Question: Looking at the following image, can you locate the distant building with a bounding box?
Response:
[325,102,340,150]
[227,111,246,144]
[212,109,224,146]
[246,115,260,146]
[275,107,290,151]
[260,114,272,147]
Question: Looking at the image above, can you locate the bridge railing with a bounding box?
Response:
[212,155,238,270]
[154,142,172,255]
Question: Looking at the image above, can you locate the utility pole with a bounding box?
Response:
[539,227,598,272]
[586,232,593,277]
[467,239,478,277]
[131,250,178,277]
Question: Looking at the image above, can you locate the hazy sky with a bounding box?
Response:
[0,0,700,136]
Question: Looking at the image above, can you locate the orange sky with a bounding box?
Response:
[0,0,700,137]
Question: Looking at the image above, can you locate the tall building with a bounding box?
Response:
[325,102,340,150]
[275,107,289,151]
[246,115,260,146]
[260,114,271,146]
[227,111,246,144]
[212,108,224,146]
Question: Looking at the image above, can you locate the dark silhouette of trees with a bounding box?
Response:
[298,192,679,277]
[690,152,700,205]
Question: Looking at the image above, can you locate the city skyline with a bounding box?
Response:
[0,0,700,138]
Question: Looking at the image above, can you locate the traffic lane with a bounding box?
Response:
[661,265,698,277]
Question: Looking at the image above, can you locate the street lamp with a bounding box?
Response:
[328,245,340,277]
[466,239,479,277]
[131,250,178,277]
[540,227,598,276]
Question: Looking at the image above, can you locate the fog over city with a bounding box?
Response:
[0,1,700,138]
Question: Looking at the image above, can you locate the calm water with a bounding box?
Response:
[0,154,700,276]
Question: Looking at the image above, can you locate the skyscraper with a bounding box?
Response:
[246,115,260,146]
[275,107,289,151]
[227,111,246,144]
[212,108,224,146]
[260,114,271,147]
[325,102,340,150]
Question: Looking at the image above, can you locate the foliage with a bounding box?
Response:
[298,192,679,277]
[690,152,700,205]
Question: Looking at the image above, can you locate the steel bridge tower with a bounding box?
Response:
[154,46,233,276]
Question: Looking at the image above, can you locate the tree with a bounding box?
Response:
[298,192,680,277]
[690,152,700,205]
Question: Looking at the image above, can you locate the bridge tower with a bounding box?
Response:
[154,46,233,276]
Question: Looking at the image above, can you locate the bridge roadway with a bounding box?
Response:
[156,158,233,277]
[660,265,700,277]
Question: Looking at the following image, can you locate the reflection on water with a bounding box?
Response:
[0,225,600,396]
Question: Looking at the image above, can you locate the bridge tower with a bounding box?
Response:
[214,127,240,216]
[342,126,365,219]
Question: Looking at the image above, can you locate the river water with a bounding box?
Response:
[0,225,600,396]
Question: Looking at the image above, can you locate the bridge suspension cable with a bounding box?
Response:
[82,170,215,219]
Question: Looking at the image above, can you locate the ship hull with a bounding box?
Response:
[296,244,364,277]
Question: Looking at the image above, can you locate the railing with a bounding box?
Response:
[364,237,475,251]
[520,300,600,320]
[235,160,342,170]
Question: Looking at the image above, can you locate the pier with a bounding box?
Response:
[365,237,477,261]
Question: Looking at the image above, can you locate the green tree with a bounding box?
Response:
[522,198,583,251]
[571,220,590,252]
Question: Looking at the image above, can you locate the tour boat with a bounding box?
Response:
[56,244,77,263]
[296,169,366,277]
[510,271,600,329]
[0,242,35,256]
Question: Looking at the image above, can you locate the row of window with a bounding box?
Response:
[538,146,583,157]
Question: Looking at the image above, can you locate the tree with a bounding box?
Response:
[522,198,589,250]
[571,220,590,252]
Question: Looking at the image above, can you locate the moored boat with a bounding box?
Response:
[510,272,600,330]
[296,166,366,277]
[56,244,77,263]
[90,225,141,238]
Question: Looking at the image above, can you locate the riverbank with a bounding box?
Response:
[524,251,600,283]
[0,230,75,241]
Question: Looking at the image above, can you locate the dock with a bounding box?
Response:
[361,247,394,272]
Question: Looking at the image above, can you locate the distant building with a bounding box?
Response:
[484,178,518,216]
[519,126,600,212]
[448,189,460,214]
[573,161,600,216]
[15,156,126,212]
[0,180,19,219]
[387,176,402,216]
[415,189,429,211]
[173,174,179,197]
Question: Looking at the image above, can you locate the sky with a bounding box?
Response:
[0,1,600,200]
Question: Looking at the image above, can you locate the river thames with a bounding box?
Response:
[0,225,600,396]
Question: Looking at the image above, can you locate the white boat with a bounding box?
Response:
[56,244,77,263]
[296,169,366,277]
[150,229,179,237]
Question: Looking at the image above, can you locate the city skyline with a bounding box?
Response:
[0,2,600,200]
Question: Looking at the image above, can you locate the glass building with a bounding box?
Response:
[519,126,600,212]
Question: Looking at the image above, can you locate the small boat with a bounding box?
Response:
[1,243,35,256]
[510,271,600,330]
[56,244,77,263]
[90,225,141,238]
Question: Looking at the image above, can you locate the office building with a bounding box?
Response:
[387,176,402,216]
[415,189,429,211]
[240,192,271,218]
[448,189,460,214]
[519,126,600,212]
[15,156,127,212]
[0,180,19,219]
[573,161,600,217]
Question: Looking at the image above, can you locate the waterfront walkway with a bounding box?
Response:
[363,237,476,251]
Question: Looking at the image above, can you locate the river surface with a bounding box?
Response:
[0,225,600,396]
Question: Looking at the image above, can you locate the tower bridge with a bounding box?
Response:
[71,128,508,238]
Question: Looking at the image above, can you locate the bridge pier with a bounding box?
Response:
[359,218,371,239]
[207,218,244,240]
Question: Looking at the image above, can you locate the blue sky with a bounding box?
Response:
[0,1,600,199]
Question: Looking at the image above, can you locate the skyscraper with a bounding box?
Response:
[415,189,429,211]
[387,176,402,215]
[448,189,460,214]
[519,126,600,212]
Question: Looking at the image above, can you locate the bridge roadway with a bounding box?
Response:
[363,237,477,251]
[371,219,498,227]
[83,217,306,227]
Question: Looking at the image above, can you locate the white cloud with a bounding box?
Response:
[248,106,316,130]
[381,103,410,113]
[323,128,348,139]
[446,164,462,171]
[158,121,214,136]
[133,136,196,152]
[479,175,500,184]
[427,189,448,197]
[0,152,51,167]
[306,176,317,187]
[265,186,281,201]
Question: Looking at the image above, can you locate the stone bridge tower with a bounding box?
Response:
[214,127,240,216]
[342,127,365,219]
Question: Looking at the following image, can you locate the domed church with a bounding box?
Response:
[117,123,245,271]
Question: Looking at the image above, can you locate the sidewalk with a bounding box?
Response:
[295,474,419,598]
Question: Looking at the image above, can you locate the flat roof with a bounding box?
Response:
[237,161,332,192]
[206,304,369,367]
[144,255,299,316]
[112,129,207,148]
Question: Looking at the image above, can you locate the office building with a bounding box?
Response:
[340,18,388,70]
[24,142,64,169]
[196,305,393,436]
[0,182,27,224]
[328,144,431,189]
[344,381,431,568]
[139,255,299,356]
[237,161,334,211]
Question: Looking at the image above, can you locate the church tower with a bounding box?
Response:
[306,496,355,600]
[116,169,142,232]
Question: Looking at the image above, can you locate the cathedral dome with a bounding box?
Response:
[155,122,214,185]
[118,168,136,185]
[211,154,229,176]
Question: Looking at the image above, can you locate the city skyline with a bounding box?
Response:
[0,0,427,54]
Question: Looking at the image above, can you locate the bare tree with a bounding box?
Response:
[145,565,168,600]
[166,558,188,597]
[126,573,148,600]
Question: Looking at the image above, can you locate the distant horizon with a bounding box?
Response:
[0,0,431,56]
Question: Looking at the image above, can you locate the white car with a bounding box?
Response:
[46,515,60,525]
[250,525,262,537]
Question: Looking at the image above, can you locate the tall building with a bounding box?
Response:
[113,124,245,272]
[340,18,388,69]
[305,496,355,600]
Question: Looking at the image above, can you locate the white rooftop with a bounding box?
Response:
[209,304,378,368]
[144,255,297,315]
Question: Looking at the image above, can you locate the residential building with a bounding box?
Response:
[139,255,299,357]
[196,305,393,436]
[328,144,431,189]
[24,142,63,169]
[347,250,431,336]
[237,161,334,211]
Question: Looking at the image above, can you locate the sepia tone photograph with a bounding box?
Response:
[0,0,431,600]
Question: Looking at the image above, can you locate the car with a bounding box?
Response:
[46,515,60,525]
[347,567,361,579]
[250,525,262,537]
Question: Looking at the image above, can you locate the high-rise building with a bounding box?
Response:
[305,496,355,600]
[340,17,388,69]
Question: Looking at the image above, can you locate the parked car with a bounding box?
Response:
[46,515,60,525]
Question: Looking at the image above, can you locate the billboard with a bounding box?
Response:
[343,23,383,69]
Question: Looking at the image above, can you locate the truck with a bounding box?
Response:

■ **WHAT IS EXPECTED**:
Can you set out everything above, from the line containing "white boat with a bounding box?" down to the line containing "[83,217,306,227]", both included, as a Markdown table with the columns No. and Line, giving each line its number and leaving out blank lines?

■ **SOLUTION BELOW**:
| No. | Line |
|---|---|
| 1 | Question: Looking at the image above, can you locate the white boat with a bounding box? |
| 2 | Response: |
| 3 | [56,244,77,263] |
| 4 | [296,169,366,277] |
| 5 | [150,229,179,237] |
| 6 | Question: Looking at the image above, can you locate the city skyline with a bounding box? |
| 7 | Response: |
| 8 | [0,2,600,200] |
| 9 | Question: Looking at the image above, can you locate the glass building with a bounding box? |
| 10 | Response: |
| 11 | [519,126,600,212] |
| 12 | Question: Looking at the image above, can you locate the small boat with a bounding box? |
| 13 | Response: |
| 14 | [1,243,35,256] |
| 15 | [510,271,600,330] |
| 16 | [56,244,77,263] |
| 17 | [90,225,141,238] |
| 18 | Question: Looking at the image above, can you locate the office building with a bounding box? |
| 19 | Response: |
| 20 | [387,176,402,216] |
| 21 | [415,189,429,211] |
| 22 | [240,192,271,218] |
| 23 | [448,189,460,214] |
| 24 | [519,126,600,212] |
| 25 | [15,156,127,212] |
| 26 | [0,180,19,219] |
| 27 | [573,161,600,217] |
| 28 | Question: Looking at the image above, can you locate the waterfront walkway with a bounding box? |
| 29 | Response: |
| 30 | [363,237,476,251] |
| 31 | Question: Looking at the image above, can you locate the river surface with a bounding box? |
| 32 | Response: |
| 33 | [0,225,600,396] |
| 34 | Question: Looking at the image above, can you locate the tower bridge with a bounding box? |
| 35 | Response: |
| 36 | [71,128,508,238] |
| 37 | Question: Looking at the image above, can you locate the bridge pier with a bounding box? |
| 38 | Response: |
| 39 | [359,218,371,239] |
| 40 | [207,218,244,240] |
| 41 | Question: Looking at the image above, can you locate the blue sky with a bounding box? |
| 42 | Response: |
| 43 | [0,1,600,199] |
| 44 | Question: Looking at the image above, can you locate the skyscraper with a bounding box? |
| 45 | Response: |
| 46 | [415,189,429,211] |
| 47 | [387,176,402,215] |
| 48 | [448,189,460,214] |
| 49 | [519,126,600,212] |
| 50 | Question: Looking at the image above, can you locate the bridge roadway with a bounding box? |
| 51 | Response: |
| 52 | [363,237,477,251] |
| 53 | [371,219,498,227] |
| 54 | [83,217,306,227] |